• **Excerpted passage**:

Cool. Keep us posted

1023bytes · on June 8, 2019

Why is it called Zanzibar though? I'm kind of intrigued

pronoiac · on June 8, 2019

There's another thread about naming it - https://twitter.com/LeaKissner/status/1136691523104280576

The original name was Spice, which was nixed from a higher-up; they went to Zanzibar, one of the Spice Islands.

ddebernardy · on June 9, 2019

Odd. Zanzibar is off the coast of Tanzania in East Africa. The Spice Islands (the Moluccas) are in Eastern Indonesia.

pronoiac · on June 9, 2019

I was going by the twitter thread, but I looked and found this in Wikipedia:

> the Zanzibar Archipelago, together with Tanzania's Mafia Island, are sometimes referred to locally as the "Spice Islands" (a term borrowed from the Maluku Islands of Indonesia).

https://en.wikipedia.org/wiki/Zanzibar

GMLOOKO · on June 12, 2019

sonnyblarney · on June 8, 2019

What's interesting to me here is not the ACL thing, it's how in a way 'straight forward' this all seems to be.

It's the large architecture of a fairly basic system, done I supposed 'professionally'.

I'm curious to know how this works organizationally. What kind of architects involved because this system would have to interact with any number of others, so how do they do requirements gathering? Do they just 'have experience' and 'know what needs to be done' or is this something socialized with 'all the other teams'?

And how many chefs in that kitchen once the preparation starts? Because there's clearly a lot of pieces. Do they have just a few folks wire it out and then check with others? Who reviews designs for such a big thing?

Or was all of this developed organically, over time?

delroth · on June 8, 2019

Zanzibar is basically the brainchild of a Bigtable Tech Lead + a Principal Engineer from Google's security and privacy team [1]. This led to a very sound and robust original design for the system. But it also greatly evolved over time as the system scaled up and got new clients with new requirements and new workloads.

[1] https://twitter.com/LeaKissner/status/1136626971566149633

the-rc · on June 8, 2019

Especially at Google, you first see the same problem appearing and getting solved in multiple products, then someone tries to come up with a more generic solution that works for most projects and, just as importantly, can serve more traffic than the existing solutions. Having to rewrite things on a regular basis because of growth is painful, but can also be a blessing in disguise.

• **Written exercise A**: Count the lines in the records that contain the word "concrete", treating uppercase and lowercase as different. Reply with the number only.

• **Entries supplied**:
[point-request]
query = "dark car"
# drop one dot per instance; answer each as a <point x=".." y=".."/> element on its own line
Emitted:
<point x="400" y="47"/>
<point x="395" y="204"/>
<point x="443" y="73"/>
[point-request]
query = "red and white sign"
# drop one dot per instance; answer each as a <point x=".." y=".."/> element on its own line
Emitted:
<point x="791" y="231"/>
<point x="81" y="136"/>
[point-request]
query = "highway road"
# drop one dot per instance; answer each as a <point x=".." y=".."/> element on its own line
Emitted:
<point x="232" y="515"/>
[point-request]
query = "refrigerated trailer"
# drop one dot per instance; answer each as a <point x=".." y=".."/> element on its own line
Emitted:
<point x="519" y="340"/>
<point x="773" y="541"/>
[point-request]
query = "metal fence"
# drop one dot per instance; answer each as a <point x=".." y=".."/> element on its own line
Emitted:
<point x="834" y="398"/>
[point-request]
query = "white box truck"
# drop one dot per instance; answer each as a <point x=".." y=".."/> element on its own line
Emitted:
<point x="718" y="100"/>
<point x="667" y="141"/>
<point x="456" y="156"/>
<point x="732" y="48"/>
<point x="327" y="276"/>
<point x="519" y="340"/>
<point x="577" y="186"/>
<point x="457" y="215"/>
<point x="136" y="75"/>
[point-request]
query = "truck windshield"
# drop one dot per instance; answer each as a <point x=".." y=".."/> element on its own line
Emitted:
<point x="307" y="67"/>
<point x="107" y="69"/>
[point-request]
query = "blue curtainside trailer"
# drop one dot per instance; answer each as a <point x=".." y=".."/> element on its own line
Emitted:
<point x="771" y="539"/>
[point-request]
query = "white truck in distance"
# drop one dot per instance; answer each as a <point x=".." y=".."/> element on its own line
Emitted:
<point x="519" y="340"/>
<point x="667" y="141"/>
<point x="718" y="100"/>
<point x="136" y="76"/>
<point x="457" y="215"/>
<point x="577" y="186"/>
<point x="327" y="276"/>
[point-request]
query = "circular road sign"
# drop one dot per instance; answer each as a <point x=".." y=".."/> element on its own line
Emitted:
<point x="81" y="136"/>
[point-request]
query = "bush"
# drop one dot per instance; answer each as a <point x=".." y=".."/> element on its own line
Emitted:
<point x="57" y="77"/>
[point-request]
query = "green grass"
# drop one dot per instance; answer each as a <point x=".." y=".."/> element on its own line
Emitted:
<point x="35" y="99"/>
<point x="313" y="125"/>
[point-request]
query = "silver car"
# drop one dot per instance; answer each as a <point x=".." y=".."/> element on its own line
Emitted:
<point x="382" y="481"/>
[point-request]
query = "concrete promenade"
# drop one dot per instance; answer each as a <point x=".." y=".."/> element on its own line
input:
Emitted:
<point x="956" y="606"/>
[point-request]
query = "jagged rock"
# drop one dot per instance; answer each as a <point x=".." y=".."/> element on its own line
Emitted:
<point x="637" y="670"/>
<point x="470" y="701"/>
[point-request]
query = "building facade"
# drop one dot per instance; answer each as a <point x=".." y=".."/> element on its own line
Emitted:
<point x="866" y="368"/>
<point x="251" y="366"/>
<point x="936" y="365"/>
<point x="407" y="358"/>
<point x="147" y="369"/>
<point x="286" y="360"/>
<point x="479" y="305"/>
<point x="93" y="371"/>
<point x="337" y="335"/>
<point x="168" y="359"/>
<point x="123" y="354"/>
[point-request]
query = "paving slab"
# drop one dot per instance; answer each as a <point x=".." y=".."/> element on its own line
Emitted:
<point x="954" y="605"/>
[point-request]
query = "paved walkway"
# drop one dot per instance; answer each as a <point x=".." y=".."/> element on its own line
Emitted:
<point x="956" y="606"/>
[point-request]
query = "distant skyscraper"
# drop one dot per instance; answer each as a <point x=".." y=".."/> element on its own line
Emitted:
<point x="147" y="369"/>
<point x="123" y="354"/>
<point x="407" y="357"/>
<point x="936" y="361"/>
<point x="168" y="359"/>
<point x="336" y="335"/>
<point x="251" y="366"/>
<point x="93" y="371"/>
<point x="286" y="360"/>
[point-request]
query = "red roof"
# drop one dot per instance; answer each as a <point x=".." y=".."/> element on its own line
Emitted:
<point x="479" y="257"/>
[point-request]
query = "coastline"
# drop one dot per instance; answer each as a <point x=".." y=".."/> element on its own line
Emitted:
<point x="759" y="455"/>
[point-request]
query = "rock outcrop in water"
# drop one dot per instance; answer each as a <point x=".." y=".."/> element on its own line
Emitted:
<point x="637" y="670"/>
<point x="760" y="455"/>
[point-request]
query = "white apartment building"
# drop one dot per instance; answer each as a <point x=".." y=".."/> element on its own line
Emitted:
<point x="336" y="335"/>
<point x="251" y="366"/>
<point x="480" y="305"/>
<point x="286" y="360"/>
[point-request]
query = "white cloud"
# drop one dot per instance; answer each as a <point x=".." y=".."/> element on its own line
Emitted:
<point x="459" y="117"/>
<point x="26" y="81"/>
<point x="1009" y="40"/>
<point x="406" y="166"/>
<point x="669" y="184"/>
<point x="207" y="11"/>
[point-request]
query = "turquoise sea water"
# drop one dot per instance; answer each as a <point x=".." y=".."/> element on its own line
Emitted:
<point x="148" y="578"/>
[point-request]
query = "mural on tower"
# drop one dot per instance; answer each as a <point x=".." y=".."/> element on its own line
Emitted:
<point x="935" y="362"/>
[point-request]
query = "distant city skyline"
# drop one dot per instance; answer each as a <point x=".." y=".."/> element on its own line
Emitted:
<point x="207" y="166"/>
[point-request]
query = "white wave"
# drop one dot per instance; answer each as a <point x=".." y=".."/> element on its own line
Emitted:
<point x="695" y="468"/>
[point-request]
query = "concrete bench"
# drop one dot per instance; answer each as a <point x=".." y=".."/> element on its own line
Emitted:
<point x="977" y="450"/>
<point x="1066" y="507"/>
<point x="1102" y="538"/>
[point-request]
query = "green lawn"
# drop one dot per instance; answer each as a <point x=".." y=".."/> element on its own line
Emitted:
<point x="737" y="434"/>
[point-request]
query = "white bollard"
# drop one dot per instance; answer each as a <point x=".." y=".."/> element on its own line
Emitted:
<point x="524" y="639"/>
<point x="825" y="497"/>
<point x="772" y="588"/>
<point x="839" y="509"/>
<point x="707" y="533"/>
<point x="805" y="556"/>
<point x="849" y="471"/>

• **Written exercise B**: In the forum thread, what was the system's original name before it became Zanzibar?

• **Expected answer A**: 2

• **Expected answer B**: Spice